** Given entries **
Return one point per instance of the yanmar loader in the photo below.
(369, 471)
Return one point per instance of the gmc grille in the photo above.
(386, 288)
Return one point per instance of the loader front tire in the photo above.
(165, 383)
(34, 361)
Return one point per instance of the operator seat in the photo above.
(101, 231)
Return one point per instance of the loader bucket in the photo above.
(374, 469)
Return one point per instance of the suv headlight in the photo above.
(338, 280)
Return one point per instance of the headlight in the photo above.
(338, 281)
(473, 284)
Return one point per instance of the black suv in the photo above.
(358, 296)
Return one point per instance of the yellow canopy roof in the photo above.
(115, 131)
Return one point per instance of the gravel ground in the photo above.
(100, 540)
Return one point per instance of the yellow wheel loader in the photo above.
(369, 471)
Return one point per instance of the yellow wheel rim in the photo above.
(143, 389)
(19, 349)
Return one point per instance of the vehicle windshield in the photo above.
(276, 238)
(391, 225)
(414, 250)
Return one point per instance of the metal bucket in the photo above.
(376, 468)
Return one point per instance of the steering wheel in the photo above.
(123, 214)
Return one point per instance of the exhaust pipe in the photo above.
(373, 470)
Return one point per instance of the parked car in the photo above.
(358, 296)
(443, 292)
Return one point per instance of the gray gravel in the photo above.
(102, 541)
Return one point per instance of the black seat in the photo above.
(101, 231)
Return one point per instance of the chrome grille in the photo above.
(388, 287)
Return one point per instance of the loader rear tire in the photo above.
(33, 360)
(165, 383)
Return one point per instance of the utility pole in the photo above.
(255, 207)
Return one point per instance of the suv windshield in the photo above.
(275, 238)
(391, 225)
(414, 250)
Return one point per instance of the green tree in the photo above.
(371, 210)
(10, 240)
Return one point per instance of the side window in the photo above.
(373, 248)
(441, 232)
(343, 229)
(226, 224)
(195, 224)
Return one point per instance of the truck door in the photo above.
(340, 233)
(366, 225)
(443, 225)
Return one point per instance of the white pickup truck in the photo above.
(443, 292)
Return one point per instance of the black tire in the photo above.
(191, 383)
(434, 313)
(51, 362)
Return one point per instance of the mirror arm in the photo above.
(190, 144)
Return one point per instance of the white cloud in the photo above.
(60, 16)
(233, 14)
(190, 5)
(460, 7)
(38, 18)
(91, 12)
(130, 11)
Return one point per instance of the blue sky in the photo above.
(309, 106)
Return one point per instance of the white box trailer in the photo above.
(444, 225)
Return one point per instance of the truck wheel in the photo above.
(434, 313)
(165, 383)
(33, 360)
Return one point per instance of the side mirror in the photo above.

** Task brief **
Could you quote every row above word for word, from first to last?

** Written response **
Return one point per instance of the yanmar loader in the photo below.
(369, 471)
Return one point per instance of the gmc grille in the photo above.
(386, 288)
Return one point per instance of the loader front tire in the photo above.
(165, 383)
(34, 361)
Return one point per instance of the operator seat in the photo above.
(101, 231)
Return one point per instance of the loader bucket in the photo above.
(374, 469)
Return one point per instance of the suv headlight in the photo above.
(338, 280)
Return one point per instance of the headlight in the photo above.
(338, 281)
(473, 284)
Return one point per instance of the black suv in the photo above.
(358, 296)
Return one point per instance of the yellow canopy roof in the photo above.
(115, 131)
Return one point per instance of the gravel ground in the photo above.
(100, 540)
Return one point per instance of the yellow wheel loader in the photo above.
(369, 471)
Return one point per instance of the yellow wheel rim in the photo above.
(143, 389)
(19, 349)
Return one point per instance of the vehicle windshield in the photo above.
(276, 238)
(391, 225)
(414, 250)
Return one point per instance of the metal bucket in the photo above.
(376, 468)
Return one point per instance of the steering wheel in the photo above.
(123, 214)
Return one point per instance of the exhaust pipe in the photo above.
(373, 470)
Return one point per instance of the parked car in the photo above.
(358, 296)
(443, 292)
Return one point per instance of the gray gravel in the photo above.
(102, 541)
Return one point per instance of the black seat in the photo above.
(101, 231)
Return one point per instance of the chrome grille in the photo above.
(388, 287)
Return one point per instance of the loader rear tire in the photo above.
(33, 360)
(165, 383)
Return one point per instance of the utility pole in the photo above.
(255, 207)
Return one point per instance of the suv windshield in the photo above.
(275, 238)
(391, 225)
(414, 250)
Return one point per instance of the green tree in the photo above.
(371, 210)
(10, 240)
Return one point per instance of the side window in the photo above.
(373, 248)
(441, 232)
(343, 229)
(226, 224)
(195, 224)
Return one point per instance of the truck door in the photo above.
(340, 233)
(366, 225)
(443, 225)
Return one point per instance of the white pickup truck in the photo above.
(443, 292)
Return one point per instance of the black tire in the photo above.
(191, 383)
(434, 313)
(51, 362)
Return one point per instance of the mirror arm in the photo above.
(190, 144)
Return one point per instance of the white cloud in the photo above.
(60, 16)
(233, 14)
(190, 5)
(460, 7)
(38, 18)
(91, 12)
(130, 11)
Return one point per instance of the blue sky in the photo above.
(309, 106)
Return one point per instance of the white box trailer in the photo above.
(444, 225)
Return one point per instance of the truck wheel in the photo above.
(434, 313)
(165, 383)
(33, 360)
Return one point per instance of the side mirror in the photo above.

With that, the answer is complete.